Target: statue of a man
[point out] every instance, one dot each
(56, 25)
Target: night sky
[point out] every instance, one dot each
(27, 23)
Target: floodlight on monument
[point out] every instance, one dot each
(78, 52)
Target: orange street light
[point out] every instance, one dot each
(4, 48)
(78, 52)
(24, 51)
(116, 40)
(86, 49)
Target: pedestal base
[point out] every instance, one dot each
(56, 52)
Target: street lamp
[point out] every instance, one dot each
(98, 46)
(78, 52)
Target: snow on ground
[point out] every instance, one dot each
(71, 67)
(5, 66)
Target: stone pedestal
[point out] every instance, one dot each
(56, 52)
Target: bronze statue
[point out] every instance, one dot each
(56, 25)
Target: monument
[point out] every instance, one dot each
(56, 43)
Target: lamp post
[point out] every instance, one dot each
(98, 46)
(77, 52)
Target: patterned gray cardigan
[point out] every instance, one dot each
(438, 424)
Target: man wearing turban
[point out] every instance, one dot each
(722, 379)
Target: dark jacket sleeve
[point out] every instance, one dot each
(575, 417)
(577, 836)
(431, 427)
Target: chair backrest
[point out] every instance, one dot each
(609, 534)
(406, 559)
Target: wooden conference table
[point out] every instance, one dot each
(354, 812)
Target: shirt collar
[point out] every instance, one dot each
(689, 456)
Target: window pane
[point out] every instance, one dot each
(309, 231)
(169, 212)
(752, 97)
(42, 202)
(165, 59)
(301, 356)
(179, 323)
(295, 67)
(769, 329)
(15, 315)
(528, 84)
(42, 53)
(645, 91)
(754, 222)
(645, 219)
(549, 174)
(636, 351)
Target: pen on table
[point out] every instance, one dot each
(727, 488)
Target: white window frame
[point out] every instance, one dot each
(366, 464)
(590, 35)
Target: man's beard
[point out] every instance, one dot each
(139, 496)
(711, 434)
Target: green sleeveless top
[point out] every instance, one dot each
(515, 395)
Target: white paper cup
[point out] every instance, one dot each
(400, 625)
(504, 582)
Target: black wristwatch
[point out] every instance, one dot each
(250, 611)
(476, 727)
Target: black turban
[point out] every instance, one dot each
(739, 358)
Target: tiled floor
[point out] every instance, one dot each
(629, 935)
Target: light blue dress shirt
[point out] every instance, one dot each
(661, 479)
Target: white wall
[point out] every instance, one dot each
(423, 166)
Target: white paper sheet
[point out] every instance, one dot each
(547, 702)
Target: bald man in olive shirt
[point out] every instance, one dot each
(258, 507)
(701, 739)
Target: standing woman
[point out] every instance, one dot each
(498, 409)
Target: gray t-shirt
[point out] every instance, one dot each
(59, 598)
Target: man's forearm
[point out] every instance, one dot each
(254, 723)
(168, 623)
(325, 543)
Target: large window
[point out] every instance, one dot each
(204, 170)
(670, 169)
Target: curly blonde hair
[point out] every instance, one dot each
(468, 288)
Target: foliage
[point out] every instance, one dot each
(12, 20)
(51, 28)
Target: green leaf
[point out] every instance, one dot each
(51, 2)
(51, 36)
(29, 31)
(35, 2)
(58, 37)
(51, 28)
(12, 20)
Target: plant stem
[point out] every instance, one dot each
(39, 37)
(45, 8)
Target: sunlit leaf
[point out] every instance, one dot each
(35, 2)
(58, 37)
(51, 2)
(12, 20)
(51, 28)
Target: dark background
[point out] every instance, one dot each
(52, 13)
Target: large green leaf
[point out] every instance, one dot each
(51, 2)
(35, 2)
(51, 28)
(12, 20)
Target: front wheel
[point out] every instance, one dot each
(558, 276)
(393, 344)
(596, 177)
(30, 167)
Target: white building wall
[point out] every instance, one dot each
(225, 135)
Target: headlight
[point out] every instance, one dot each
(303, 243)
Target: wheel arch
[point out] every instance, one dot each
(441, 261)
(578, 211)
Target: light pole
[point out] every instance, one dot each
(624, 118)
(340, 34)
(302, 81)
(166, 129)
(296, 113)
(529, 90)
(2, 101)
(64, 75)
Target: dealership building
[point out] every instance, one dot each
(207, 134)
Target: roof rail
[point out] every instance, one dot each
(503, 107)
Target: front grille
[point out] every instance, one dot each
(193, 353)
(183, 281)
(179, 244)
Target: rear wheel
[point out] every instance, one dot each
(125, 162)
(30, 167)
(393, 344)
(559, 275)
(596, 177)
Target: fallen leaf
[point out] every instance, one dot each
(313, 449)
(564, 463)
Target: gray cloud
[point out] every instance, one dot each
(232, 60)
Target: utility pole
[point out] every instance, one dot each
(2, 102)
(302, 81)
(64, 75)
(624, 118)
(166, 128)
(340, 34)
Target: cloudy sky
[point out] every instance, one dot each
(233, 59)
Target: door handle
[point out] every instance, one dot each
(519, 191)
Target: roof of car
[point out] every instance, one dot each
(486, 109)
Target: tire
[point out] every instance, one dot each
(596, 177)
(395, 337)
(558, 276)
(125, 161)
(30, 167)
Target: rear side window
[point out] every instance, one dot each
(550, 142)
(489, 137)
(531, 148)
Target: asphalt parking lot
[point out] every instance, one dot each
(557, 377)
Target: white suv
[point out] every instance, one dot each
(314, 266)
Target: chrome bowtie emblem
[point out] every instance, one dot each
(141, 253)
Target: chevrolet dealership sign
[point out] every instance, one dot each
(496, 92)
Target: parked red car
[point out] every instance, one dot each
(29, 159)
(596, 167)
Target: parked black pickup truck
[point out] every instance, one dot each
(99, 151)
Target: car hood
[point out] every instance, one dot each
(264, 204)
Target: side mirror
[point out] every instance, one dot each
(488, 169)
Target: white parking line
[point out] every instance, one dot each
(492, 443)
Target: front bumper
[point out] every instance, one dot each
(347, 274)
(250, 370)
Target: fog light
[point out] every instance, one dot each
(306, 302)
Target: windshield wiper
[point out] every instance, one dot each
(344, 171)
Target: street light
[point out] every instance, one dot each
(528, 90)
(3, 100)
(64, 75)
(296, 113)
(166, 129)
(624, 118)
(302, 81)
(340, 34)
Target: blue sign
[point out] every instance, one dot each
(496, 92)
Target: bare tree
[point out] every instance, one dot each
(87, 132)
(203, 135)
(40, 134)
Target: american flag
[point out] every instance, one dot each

------------------------------------------------------------

◆ How to complete this task: Working from the entries above, return all lines that contain "building".

◆ Answer space:
Target: white building wall
Target: dealership building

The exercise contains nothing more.